→ TÂCHES À RÉALISER:
1. Dans le récit des cadeaux de fêtes, à quel moment de la semaine se déroulait l'opération « Encercler le catalogue » ?
2. Poursuivez le récit des cadeaux de fêtes à partir de sa dernière phrase.

Bref, l’opération «Encercler le catalogue» se déroulait un samedi matin. Pour la simple et bonne raison que je devais prendre tout mon temps pour faire des choix judicieux, éviter les doublons d’items et que tout soit bien bien clair pour que Ginette ne nage pas dans l’incertitude.

C’était toute une tâche comme on dit. De la chirurgie de précision du crayon-feutre noir. En fait, je devrais plutôt dire que tout était fait avec la précision d’un sabre laser parce que j’étais déjà un fan fini de science-fiction et que tous mes cercles noirs ou presque correspondaient à l’univers de «Star Wars».

Honnêtement, depuis ma jeunesse, j’ai dû financer une bonne partie du ranch de monsieur Lucas. Tout y passait. Figurines, vaisseaux spatiaux, bases interstellaires, draps de lit, vêtements et boîte à lunch. Comme dirait Yoda : fanatique, j’étais et encore, je suis.

Mais «l’encerclage», c’était seulement l’étape numéro un du plan des cadeaux de fêtes. Après une quadruple vérification de mes choix, je convoquais Ginette dans le salon pour lui remettre les catalogues et les circulaires. Mais là encore, je ne laissais pas de place à l’interprétation.

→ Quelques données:
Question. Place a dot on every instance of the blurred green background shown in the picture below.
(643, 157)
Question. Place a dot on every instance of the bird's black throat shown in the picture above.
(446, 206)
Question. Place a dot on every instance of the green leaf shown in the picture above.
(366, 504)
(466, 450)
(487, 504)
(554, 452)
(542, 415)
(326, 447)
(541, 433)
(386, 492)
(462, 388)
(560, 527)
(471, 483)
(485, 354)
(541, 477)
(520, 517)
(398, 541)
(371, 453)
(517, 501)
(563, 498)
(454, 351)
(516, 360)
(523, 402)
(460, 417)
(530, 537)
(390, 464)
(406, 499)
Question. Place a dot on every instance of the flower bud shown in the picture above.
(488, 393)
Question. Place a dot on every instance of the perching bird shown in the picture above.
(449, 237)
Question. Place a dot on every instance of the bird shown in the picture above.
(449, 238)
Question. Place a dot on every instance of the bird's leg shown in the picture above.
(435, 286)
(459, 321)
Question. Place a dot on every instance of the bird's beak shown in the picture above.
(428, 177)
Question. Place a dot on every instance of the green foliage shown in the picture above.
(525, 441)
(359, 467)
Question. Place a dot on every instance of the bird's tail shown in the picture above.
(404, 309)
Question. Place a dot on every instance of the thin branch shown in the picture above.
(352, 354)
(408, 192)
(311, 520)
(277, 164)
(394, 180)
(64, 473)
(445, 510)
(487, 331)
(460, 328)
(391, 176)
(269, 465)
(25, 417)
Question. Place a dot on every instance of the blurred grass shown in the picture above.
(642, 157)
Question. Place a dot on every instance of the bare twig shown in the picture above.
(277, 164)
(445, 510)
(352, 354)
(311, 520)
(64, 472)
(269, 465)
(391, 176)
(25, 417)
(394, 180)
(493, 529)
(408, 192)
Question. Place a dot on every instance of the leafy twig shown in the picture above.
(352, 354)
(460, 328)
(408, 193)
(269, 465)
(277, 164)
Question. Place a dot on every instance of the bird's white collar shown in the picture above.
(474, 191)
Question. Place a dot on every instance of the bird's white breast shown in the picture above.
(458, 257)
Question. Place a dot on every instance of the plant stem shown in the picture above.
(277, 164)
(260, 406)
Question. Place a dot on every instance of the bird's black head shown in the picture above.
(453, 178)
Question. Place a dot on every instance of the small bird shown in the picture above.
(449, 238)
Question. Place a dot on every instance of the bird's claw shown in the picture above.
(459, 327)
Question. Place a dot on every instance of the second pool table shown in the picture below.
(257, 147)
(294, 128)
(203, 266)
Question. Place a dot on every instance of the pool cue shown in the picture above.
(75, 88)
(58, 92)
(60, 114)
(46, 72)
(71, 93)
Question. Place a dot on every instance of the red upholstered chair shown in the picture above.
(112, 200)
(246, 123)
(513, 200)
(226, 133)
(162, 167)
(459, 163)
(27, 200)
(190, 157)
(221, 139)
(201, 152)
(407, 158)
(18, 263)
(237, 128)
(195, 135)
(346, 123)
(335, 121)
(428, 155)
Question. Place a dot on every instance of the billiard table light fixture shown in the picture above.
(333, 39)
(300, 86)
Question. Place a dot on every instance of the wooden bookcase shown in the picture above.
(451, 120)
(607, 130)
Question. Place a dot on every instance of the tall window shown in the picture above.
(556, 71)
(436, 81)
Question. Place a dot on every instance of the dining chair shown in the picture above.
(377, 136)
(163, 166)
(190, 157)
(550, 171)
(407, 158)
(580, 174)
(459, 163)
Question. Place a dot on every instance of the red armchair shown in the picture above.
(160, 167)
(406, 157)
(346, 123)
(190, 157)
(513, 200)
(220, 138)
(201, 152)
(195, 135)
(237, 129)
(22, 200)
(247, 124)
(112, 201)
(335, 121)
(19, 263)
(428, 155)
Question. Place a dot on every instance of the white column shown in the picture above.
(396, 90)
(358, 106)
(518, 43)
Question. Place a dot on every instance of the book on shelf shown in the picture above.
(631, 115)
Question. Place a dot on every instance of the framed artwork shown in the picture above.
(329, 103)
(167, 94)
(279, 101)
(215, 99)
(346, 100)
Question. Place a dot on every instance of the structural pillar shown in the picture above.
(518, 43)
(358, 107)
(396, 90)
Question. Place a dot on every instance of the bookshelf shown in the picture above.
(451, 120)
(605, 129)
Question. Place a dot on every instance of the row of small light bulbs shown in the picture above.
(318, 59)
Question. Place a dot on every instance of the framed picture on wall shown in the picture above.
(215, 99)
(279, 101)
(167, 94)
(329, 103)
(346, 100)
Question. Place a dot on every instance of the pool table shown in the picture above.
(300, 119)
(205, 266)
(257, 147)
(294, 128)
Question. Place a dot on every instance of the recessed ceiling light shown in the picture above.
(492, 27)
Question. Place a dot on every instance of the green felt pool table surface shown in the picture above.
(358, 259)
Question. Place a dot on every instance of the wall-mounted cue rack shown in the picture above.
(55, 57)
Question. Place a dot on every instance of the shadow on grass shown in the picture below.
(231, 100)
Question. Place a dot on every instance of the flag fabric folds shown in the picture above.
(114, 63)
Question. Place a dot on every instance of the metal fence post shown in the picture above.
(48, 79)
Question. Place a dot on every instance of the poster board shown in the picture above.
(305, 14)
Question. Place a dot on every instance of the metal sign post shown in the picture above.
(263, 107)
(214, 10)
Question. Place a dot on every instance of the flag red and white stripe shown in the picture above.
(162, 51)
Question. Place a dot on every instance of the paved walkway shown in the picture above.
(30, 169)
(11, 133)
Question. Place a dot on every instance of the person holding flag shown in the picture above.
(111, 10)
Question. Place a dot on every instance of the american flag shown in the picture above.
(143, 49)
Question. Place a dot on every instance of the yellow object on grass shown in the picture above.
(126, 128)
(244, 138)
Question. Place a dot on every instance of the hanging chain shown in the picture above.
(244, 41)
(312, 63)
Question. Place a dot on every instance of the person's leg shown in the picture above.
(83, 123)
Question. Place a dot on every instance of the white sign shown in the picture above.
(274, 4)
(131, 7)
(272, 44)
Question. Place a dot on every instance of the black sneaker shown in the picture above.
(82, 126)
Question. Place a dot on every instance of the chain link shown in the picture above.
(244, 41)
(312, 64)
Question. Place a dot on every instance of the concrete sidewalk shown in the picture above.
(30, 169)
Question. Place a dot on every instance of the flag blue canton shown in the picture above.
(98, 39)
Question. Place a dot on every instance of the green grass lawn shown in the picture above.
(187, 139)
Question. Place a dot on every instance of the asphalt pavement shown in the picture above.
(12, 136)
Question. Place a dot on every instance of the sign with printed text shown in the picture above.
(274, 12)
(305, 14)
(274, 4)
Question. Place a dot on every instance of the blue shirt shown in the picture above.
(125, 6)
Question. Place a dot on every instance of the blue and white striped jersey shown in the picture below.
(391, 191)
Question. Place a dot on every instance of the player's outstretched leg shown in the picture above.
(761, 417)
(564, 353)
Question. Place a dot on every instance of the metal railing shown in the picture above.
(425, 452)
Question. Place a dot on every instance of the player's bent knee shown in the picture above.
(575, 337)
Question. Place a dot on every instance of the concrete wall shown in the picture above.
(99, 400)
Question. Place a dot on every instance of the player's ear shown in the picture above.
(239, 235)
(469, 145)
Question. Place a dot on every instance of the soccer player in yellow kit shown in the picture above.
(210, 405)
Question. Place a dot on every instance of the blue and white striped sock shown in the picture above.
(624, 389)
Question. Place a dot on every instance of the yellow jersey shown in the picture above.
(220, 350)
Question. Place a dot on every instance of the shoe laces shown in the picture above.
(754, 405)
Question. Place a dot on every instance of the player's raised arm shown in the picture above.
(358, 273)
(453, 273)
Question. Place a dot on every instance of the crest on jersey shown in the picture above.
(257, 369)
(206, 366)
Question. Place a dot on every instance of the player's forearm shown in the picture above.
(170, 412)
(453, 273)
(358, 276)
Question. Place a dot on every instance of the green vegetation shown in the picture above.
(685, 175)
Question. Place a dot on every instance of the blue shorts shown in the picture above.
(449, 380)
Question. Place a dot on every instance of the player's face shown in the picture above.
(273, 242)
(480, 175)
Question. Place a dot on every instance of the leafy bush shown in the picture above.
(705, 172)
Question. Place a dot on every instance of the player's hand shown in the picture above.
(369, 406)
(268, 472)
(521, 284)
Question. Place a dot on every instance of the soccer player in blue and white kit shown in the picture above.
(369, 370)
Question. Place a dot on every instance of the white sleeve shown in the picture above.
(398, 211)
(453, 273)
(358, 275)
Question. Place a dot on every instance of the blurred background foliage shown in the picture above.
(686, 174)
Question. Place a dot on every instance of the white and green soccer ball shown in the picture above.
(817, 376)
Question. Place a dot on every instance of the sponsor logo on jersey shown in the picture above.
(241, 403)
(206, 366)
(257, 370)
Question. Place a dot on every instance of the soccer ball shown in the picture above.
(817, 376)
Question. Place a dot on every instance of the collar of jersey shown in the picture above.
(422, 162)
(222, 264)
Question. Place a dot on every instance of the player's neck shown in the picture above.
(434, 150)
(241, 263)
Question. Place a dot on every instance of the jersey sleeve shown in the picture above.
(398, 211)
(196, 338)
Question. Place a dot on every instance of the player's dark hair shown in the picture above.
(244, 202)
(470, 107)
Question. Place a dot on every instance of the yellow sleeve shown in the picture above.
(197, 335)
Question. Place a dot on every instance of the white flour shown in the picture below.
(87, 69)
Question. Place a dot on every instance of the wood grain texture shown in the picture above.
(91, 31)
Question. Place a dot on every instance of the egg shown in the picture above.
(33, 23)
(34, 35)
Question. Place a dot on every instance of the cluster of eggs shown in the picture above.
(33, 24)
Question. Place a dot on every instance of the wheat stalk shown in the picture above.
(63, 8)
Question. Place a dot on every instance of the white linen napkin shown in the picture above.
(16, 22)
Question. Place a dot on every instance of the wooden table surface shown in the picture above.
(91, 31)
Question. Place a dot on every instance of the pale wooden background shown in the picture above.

→ RÉSULTATS OBTENUS:
1. Un samedi matin.

2.
Pour être bien certain que tout était clair comme de l’eau de roche de Tatooine, je révisais tous mes cercles noirs avec ma mère. Je donnais la raison de mon choix et pourquoi je méritais tel ou tel items. Une vraie marâtre des fêtes.

Comme j’étais déjà un control freak à un si jeune âge, je recommandais à ma mère de parler à mes tantes pour que chacune sache quoi acheter et surtout, éviter d’avoir deux fois la même figurine.

L’HORREUR.

Parce que oui, je le confesse, j’étais un enfant gâté pourri. Pas par personne en particulier, mais la somme de chacune de mes tantes, mes grands-mères et ma mère, faisait en sorte que dans la nuit du 24 décembre, le Père Noël (en fait, mon oncle Dieudonné dans un costume douteux de chez Woolco) me remettait pas mal tout ce que j’avais encerclé avec précision dans les bibles du cadeau.

J’étais un Jedi des suggestions des fêtes. Pas un simple Padawan qui a encore tout à apprendre d’un maître de la force. C’est malheureusement une tradition que c’est un peu perdu dans l’univers au fil du temps. Mais sachez que si vous avez envie que je forme vos enfants aux forces du cercle noir dans un catalogue virtuel, il me reste encore quelques places dans mon académie du Jedi control freak.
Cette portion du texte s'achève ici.